= Goal of the exercise =
Write the records out again in full, word for word.

= Stored items =
.....

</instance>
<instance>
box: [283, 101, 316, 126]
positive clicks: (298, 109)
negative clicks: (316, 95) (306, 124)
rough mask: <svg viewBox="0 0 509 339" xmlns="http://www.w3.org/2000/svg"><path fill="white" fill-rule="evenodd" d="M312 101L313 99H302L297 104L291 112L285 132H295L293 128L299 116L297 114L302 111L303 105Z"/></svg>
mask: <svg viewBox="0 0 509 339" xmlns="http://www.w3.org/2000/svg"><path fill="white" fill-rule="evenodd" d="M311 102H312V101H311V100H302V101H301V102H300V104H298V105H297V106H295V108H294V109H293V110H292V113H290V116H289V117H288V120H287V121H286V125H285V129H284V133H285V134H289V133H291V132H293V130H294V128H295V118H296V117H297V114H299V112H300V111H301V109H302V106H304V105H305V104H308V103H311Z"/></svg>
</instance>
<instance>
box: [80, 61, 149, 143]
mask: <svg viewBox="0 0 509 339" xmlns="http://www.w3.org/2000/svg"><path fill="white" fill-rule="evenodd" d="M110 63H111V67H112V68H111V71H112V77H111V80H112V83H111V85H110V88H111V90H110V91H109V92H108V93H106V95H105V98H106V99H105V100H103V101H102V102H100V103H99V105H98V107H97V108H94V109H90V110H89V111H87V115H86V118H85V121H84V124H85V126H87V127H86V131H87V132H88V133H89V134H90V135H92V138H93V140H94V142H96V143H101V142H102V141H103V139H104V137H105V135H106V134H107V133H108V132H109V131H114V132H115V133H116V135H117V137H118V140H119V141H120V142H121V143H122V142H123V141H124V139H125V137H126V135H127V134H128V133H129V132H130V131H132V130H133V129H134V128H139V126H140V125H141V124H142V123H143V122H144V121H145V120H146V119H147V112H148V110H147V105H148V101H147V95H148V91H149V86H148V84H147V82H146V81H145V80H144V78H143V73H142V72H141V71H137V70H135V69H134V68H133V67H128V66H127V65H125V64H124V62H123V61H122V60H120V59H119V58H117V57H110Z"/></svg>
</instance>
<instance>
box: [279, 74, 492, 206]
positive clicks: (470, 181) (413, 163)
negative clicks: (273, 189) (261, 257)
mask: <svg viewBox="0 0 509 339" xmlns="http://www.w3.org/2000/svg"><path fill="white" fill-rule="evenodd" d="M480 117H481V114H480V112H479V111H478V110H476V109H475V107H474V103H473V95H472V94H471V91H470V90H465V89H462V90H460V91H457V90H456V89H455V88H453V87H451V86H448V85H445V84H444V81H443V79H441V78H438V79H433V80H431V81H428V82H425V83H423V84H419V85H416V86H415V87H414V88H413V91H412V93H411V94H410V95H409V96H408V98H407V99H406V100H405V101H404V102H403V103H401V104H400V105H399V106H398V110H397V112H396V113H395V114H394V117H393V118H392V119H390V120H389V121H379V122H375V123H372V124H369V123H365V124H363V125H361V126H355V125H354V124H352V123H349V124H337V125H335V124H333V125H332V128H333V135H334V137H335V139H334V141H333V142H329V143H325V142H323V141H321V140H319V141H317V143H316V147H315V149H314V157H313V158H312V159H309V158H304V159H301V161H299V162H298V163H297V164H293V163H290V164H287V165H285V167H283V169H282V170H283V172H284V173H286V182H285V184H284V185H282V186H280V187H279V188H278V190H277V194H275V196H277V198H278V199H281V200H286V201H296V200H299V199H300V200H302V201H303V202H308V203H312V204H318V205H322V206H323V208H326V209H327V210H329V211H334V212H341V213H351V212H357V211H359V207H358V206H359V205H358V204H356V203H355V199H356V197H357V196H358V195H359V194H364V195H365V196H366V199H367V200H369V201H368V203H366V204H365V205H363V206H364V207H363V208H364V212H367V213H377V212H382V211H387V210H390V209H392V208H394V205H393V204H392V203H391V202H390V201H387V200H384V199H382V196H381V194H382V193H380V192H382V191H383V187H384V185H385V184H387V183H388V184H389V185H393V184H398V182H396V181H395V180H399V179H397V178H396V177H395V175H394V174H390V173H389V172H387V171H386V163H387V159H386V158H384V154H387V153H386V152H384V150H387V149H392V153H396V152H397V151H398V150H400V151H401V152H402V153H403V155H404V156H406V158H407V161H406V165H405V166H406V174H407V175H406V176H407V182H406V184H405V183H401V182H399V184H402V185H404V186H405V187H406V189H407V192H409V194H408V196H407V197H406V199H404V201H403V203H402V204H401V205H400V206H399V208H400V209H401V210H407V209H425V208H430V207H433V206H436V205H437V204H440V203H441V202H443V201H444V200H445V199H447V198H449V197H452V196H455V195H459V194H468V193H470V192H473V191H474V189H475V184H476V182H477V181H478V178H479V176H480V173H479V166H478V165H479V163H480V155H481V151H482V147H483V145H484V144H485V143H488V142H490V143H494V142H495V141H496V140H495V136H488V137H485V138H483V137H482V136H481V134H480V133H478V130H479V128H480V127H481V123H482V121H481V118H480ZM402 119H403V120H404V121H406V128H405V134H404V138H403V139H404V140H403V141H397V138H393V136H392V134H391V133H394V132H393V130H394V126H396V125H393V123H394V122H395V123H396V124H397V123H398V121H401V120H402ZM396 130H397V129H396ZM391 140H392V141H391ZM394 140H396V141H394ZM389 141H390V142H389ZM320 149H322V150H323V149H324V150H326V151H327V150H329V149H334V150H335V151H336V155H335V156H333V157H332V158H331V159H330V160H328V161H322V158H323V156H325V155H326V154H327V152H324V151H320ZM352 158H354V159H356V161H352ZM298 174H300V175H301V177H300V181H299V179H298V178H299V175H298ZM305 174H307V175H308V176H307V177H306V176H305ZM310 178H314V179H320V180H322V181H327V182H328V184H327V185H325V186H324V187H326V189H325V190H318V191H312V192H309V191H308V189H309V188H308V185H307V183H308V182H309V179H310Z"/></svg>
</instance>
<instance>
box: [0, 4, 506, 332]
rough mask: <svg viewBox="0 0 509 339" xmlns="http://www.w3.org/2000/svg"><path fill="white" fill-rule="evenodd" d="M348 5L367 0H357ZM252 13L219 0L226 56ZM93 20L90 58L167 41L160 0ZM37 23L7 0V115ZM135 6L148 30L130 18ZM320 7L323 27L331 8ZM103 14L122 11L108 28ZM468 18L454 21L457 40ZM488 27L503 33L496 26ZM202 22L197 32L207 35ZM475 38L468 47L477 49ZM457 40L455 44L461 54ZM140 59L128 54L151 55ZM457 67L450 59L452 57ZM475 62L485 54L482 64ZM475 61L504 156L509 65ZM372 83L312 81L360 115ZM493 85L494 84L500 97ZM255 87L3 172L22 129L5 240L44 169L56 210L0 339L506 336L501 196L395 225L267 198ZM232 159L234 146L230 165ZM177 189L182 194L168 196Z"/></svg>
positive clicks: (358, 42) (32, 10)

.....

= Exercise solution =
</instance>
<instance>
box: [283, 101, 316, 126]
positive clicks: (298, 109)
negative clicks: (316, 95) (306, 124)
rough mask: <svg viewBox="0 0 509 339" xmlns="http://www.w3.org/2000/svg"><path fill="white" fill-rule="evenodd" d="M312 101L313 99H302L297 104L291 112L285 132H295L293 128L299 116L297 114L302 111L303 105Z"/></svg>
mask: <svg viewBox="0 0 509 339" xmlns="http://www.w3.org/2000/svg"><path fill="white" fill-rule="evenodd" d="M311 102H312V101H311V100H302V101H301V102H300V104H298V105H297V106H295V108H294V109H293V110H292V113H290V116H289V117H288V120H287V121H286V125H285V129H284V133H285V134H289V133H291V132H293V130H294V128H295V118H296V117H297V114H299V112H300V111H301V109H302V106H304V105H305V104H308V103H311Z"/></svg>
</instance>
<instance>
box: [80, 61, 149, 143]
mask: <svg viewBox="0 0 509 339" xmlns="http://www.w3.org/2000/svg"><path fill="white" fill-rule="evenodd" d="M110 63H111V67H112V68H111V71H112V77H111V80H112V83H111V85H110V88H111V90H110V91H109V92H108V93H106V95H105V98H106V99H105V100H103V101H102V102H100V103H99V105H98V107H97V108H94V109H90V110H89V111H87V115H86V118H85V121H84V124H85V126H87V127H86V131H87V132H88V133H89V134H90V135H92V138H93V140H94V142H96V143H101V142H102V141H103V139H104V137H105V135H106V134H107V133H108V132H109V131H114V132H115V133H116V135H117V137H118V140H119V141H120V142H121V143H122V142H123V141H124V139H125V137H126V135H127V134H128V133H129V132H130V131H132V130H133V129H134V128H139V126H140V125H141V124H142V123H143V122H144V121H145V120H146V119H147V112H148V110H147V105H148V101H147V95H148V91H149V86H148V84H147V82H146V81H145V80H144V78H143V73H142V72H141V71H137V70H135V69H134V68H133V67H128V66H127V65H125V64H124V62H123V61H122V60H120V59H119V58H117V57H110Z"/></svg>
</instance>
<instance>
box: [279, 74, 492, 206]
positive clicks: (470, 181) (413, 163)
negative clicks: (273, 189) (261, 257)
mask: <svg viewBox="0 0 509 339" xmlns="http://www.w3.org/2000/svg"><path fill="white" fill-rule="evenodd" d="M480 117H481V114H480V112H479V111H478V110H476V109H475V107H474V103H473V95H472V94H471V91H470V90H465V89H462V90H460V91H457V90H456V89H455V88H453V87H451V86H448V85H445V84H444V81H443V79H441V78H438V79H433V80H431V81H428V82H425V83H423V84H419V85H416V86H415V87H414V88H413V91H412V93H411V94H410V95H409V96H408V98H407V99H406V100H405V101H404V102H403V103H401V104H400V105H399V106H398V110H397V112H396V113H395V114H394V117H393V118H392V119H390V120H389V121H379V122H375V123H372V124H369V123H365V124H363V125H361V126H355V125H354V124H352V123H349V124H337V125H335V124H333V125H332V128H333V135H334V137H335V139H334V141H333V142H329V143H325V142H323V141H321V140H319V141H317V143H316V147H315V149H314V157H313V158H312V159H309V158H304V159H301V161H299V162H298V163H297V164H293V163H290V164H287V165H285V167H283V169H282V170H283V172H284V173H286V182H285V184H284V185H282V186H280V187H279V188H278V190H277V194H275V196H277V198H278V199H281V200H286V201H296V200H299V199H300V200H302V201H303V202H308V203H312V204H318V205H322V206H323V208H326V209H327V210H329V211H334V212H341V213H351V212H357V211H359V207H358V206H359V205H358V204H356V203H355V199H356V197H357V196H358V195H359V194H364V195H365V196H366V199H367V200H369V201H368V203H366V204H365V205H363V206H364V207H363V208H364V212H367V213H377V212H382V211H387V210H390V209H392V208H394V205H393V204H392V203H391V202H390V201H387V200H384V199H382V196H381V194H382V193H380V192H382V191H383V187H384V185H385V184H387V183H388V184H389V185H393V184H398V182H396V181H395V180H399V179H397V178H396V177H395V175H394V174H390V173H389V172H387V171H386V163H387V159H386V158H384V154H387V153H386V152H384V150H387V149H392V153H396V152H397V151H398V150H400V151H401V152H402V153H403V155H404V156H406V158H407V161H406V165H405V166H406V174H407V175H406V176H407V182H406V184H405V183H401V182H399V184H402V185H404V186H405V187H406V189H407V192H409V194H408V196H407V197H406V199H404V201H403V203H402V204H401V205H400V206H399V208H400V209H401V210H407V209H425V208H430V207H433V206H436V205H437V204H440V203H441V202H443V201H444V200H445V199H447V198H449V197H452V196H455V195H459V194H468V193H470V192H473V191H474V189H475V184H476V182H477V181H478V178H479V176H480V173H479V166H478V165H479V163H480V155H481V151H482V147H483V145H484V144H485V143H488V142H490V143H494V142H495V141H496V140H495V136H488V137H485V138H483V137H482V136H481V134H480V133H478V130H479V128H480V127H481V123H482V121H481V118H480ZM402 119H403V120H404V121H406V128H405V134H404V138H403V139H404V140H403V141H397V138H393V136H392V134H391V133H394V132H393V130H394V126H396V125H393V123H394V122H395V123H396V124H397V123H398V121H401V120H402ZM396 130H397V129H396ZM391 140H392V141H391ZM394 140H396V141H394ZM389 141H390V142H389ZM320 149H322V150H323V149H324V150H326V151H327V150H329V149H334V150H335V151H336V155H335V156H333V157H332V158H331V159H330V160H328V161H322V158H323V156H325V155H326V154H327V152H324V151H320ZM352 158H354V159H356V161H352ZM298 174H300V175H301V177H300V181H299V179H298V178H299V175H298ZM305 174H307V175H308V176H307V177H306V176H305ZM310 178H314V179H320V180H322V181H327V182H328V184H327V185H325V186H324V187H326V189H325V190H318V191H312V192H309V191H308V189H309V188H308V185H307V183H308V182H309V179H310Z"/></svg>
</instance>
<instance>
box: [0, 4, 506, 332]
rough mask: <svg viewBox="0 0 509 339" xmlns="http://www.w3.org/2000/svg"><path fill="white" fill-rule="evenodd" d="M348 5L367 0H357ZM252 13L219 0L226 56ZM93 20L90 58L167 41L160 0ZM37 23L7 0V115ZM135 6L148 30L130 18ZM320 7L323 27L331 8ZM103 14L122 11L108 28ZM468 18L454 21L457 40ZM488 27L503 33L496 26ZM202 22L197 32L207 35ZM475 38L468 47L477 49ZM457 40L455 44L461 54ZM140 59L128 54L151 55ZM457 67L450 59L452 57ZM475 62L485 54L482 64ZM475 61L504 156L509 65ZM372 83L312 81L360 115ZM493 85L494 84L500 97ZM255 87L3 172L22 129L5 240L44 169L56 210L0 339L506 336L501 196L395 225L267 198ZM232 159L234 146L230 165ZM177 189L182 194L168 196Z"/></svg>
positive clicks: (358, 42) (32, 10)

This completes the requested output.